Please state how many of the lines below contain the word "woman", and give only that number.
* Start MATERIAL TO PROCESS *
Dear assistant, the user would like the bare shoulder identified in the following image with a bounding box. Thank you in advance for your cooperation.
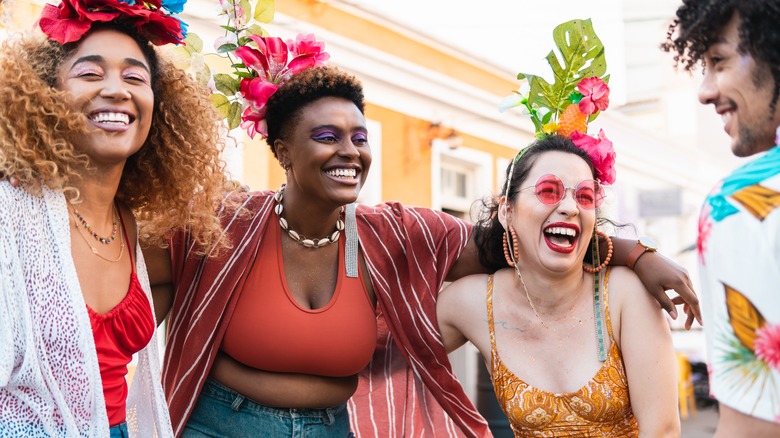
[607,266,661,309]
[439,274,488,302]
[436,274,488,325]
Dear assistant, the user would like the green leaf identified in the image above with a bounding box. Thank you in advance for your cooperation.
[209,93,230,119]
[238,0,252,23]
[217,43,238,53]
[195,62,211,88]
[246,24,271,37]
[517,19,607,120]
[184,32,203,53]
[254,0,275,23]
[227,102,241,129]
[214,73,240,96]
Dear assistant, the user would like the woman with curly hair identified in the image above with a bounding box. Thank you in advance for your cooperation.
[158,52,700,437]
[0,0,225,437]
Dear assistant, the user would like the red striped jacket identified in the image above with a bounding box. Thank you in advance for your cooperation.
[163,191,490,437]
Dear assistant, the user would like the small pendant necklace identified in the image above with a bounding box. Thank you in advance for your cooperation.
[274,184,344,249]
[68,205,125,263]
* End MATERIAL TO PROCESS *
* Start MATERIAL TO PROCESS *
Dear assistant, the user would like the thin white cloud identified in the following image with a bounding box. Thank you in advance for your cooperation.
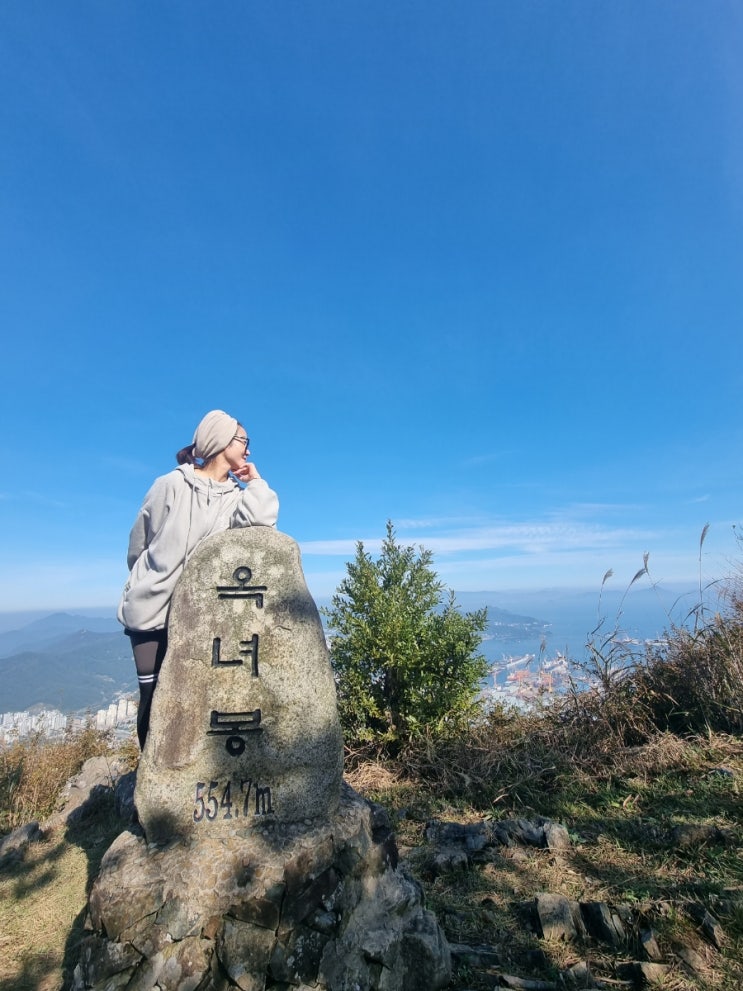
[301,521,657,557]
* End MATERIAL TO PROCESS *
* Start MATERIAL TO PROCESS *
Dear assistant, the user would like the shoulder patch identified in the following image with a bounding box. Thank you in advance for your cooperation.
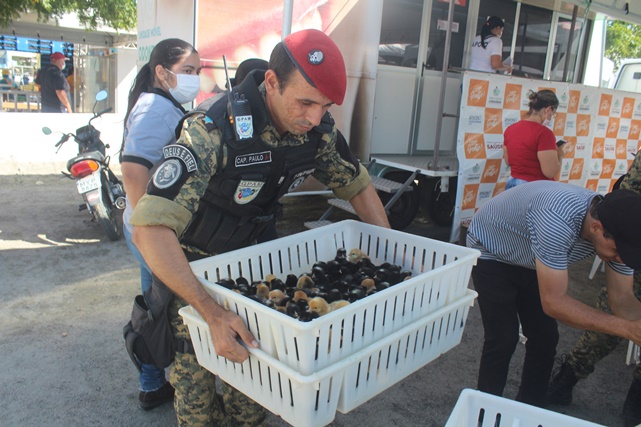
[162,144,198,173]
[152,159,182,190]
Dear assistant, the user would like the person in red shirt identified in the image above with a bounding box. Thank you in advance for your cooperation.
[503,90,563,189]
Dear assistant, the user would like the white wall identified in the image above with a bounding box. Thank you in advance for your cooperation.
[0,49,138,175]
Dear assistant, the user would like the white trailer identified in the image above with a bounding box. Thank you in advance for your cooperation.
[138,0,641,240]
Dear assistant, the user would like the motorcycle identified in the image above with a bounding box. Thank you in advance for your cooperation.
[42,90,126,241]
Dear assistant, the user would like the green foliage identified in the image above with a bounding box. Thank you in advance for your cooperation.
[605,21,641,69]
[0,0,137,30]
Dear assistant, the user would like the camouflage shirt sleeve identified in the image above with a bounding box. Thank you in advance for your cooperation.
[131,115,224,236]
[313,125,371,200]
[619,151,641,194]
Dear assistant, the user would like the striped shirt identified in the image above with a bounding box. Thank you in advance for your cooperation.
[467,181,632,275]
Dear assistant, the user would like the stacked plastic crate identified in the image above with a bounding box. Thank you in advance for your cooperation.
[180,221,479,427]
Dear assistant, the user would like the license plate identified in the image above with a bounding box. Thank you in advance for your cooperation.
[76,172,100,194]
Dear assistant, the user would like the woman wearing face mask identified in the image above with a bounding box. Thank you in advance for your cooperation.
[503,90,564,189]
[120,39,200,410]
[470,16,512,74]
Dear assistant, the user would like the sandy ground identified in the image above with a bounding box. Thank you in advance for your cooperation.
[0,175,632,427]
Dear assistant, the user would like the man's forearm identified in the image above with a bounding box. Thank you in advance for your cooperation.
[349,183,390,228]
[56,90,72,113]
* End MATERIAL TO PROCESS *
WRITTEN ANSWER —
2